## ABOUT THIS EXERCISE
Please find all lines containing "ocean" in the listing below and copy them.

## RECORDS TO PROCESS
....................

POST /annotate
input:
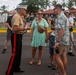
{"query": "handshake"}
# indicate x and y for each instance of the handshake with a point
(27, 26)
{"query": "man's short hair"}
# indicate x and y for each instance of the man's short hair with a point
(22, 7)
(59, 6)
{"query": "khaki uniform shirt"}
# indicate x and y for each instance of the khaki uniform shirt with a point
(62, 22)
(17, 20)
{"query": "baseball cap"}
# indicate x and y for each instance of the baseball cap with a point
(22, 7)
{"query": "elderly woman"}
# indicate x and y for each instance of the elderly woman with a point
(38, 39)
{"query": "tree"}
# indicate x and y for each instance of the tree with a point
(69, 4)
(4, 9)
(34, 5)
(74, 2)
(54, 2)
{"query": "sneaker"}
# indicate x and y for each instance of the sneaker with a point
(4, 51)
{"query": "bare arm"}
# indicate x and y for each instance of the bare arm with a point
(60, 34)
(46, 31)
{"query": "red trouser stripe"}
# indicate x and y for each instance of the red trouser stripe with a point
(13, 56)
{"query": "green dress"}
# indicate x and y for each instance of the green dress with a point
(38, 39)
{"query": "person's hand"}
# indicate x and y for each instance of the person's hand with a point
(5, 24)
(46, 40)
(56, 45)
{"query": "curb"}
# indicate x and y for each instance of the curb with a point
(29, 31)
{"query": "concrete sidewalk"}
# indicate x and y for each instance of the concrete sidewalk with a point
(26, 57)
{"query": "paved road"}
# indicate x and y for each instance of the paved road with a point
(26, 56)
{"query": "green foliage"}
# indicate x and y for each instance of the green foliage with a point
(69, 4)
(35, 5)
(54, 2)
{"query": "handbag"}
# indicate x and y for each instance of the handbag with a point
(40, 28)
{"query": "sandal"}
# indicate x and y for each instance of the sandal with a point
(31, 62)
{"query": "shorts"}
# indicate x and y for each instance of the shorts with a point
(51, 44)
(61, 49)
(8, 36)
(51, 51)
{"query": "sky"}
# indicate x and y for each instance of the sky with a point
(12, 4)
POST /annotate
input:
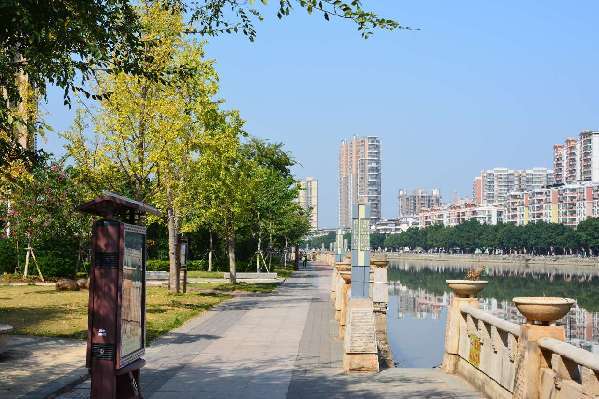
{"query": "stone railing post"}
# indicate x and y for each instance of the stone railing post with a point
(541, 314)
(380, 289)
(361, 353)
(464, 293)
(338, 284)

....................

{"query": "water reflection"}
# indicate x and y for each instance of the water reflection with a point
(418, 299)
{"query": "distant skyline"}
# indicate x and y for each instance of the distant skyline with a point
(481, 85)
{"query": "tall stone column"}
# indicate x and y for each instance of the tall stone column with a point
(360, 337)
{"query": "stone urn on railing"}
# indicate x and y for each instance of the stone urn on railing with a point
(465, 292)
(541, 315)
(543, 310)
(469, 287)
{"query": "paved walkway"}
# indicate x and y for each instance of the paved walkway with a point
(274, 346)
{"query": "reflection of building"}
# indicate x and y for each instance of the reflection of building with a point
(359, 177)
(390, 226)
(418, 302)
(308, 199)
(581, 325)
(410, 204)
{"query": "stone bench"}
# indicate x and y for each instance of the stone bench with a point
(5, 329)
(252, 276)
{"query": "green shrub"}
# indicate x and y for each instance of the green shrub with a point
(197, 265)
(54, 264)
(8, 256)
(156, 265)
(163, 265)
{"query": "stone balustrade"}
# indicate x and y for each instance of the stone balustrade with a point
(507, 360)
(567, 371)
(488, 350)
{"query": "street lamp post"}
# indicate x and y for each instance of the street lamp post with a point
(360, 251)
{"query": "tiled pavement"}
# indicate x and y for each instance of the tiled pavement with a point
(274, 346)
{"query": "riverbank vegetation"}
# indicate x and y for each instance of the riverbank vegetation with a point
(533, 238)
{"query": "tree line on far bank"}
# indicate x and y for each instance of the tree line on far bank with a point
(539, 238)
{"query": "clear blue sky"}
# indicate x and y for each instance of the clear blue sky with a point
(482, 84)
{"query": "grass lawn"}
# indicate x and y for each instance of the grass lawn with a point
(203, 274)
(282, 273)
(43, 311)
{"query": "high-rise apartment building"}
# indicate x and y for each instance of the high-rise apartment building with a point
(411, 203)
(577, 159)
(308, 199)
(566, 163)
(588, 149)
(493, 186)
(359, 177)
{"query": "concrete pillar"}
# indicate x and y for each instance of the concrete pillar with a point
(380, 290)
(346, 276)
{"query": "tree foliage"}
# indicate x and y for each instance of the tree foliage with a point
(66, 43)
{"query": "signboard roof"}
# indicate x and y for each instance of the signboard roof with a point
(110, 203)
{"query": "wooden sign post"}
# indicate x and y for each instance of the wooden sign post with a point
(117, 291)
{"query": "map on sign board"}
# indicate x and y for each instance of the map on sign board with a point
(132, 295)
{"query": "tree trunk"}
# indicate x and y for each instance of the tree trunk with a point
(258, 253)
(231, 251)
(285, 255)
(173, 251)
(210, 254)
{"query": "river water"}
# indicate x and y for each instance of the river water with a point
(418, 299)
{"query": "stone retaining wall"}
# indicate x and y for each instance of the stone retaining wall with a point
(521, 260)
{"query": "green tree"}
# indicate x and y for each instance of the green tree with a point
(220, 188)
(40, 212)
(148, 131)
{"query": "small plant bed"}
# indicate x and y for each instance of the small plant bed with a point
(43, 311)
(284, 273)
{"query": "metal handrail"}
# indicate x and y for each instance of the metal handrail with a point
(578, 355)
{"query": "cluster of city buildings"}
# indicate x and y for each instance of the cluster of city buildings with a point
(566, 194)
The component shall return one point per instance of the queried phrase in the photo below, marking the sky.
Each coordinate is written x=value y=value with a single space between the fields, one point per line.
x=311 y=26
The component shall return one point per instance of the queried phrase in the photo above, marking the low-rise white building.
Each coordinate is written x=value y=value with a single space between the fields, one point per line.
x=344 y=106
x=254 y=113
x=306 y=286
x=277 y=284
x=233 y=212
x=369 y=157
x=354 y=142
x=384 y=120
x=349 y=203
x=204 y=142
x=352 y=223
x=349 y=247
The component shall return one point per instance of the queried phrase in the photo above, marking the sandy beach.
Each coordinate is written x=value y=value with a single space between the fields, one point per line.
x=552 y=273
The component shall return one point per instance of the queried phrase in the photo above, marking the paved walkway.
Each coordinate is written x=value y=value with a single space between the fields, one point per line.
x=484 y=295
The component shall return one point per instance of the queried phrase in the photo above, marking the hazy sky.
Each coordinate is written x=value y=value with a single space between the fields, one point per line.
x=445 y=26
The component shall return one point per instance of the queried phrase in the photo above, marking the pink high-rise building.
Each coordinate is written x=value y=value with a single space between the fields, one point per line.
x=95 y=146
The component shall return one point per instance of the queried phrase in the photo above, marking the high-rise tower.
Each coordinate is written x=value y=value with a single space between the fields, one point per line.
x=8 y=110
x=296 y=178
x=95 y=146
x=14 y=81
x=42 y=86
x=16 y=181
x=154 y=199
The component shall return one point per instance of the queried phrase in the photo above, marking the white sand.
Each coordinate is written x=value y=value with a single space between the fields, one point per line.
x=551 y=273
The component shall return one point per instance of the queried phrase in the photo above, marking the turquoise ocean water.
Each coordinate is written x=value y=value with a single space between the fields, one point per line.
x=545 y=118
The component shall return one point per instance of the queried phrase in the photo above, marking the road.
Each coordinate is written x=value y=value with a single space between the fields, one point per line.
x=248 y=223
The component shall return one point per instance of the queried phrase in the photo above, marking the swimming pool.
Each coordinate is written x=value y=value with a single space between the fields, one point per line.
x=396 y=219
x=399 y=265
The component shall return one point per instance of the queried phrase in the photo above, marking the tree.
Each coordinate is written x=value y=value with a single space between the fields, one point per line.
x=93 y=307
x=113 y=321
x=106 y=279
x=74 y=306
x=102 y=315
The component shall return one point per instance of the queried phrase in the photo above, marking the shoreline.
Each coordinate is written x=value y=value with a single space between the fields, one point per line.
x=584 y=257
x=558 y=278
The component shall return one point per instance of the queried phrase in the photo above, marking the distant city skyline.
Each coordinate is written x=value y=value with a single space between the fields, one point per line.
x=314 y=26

....................

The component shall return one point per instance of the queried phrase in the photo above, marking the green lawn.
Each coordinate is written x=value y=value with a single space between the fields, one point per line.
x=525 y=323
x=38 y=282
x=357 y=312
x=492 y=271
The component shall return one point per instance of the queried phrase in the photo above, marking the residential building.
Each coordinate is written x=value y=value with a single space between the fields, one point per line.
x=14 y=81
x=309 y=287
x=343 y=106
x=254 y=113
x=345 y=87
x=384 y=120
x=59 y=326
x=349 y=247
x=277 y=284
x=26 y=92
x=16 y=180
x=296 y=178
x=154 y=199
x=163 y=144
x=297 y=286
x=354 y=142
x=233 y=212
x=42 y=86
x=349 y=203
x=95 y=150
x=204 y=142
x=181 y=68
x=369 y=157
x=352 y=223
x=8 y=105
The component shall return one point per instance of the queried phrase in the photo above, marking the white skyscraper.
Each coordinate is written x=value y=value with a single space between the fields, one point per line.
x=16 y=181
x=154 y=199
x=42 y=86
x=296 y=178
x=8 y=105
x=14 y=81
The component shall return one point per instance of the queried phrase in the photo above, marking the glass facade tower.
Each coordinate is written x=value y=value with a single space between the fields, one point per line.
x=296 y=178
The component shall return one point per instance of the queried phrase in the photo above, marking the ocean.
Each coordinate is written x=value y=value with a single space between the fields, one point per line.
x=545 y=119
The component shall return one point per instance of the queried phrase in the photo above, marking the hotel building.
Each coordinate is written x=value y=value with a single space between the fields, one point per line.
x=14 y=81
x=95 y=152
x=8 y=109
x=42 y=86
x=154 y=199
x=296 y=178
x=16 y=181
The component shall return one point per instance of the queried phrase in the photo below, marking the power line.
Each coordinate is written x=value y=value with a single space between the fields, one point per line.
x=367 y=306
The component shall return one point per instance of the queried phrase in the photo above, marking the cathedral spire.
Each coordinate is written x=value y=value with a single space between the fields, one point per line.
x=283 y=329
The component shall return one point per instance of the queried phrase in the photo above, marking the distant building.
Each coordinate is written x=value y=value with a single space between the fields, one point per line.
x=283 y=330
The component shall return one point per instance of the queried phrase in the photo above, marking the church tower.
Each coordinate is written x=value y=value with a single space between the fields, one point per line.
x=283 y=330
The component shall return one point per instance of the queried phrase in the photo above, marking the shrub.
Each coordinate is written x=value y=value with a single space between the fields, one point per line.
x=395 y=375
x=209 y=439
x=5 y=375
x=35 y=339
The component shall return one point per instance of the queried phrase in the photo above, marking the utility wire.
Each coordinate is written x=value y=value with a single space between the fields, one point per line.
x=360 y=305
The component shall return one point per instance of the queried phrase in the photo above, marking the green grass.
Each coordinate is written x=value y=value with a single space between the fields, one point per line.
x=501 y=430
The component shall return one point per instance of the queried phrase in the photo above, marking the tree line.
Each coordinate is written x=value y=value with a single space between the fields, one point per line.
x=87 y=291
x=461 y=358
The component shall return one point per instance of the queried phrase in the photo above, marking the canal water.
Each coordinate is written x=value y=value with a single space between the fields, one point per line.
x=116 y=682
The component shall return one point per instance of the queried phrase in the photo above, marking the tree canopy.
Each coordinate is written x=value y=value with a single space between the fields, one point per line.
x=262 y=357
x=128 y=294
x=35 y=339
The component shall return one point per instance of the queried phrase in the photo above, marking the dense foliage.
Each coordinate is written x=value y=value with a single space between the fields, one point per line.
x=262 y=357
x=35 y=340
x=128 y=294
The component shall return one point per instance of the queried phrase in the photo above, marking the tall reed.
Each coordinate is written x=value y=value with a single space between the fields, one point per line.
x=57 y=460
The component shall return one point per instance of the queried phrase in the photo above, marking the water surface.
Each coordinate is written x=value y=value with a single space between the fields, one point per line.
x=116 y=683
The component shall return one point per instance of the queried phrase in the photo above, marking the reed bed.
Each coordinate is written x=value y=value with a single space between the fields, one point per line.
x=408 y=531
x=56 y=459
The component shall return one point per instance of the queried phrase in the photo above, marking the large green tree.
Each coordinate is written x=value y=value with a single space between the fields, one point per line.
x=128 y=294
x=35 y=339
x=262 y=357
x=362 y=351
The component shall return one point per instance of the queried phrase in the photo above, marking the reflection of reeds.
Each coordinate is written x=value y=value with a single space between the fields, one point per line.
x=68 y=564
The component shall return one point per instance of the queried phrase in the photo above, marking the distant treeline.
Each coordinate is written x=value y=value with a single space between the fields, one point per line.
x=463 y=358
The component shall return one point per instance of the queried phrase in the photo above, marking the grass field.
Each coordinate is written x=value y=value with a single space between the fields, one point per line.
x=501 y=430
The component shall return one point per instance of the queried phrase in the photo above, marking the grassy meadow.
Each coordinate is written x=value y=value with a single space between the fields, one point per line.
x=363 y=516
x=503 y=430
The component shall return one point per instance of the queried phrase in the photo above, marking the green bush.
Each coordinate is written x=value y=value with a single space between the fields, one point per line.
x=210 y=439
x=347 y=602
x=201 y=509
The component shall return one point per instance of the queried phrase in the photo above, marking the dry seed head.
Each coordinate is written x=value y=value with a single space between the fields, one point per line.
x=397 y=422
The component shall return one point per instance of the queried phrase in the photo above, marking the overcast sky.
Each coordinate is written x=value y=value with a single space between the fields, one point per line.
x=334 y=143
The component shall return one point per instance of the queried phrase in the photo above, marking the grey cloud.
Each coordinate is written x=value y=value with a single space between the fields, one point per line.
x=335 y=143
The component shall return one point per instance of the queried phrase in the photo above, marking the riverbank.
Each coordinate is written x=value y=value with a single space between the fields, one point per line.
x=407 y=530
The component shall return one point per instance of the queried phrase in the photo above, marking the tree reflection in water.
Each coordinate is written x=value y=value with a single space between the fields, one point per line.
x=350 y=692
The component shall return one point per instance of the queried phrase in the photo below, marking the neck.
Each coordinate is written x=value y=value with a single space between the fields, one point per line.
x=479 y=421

....................

## TASK SOLUTION
The component shall return one point per instance of the queried phrase in the photo above, marking the turquoise ocean water.
The component shall return one point per instance of the queried phrase in the photo above, marking the ocean.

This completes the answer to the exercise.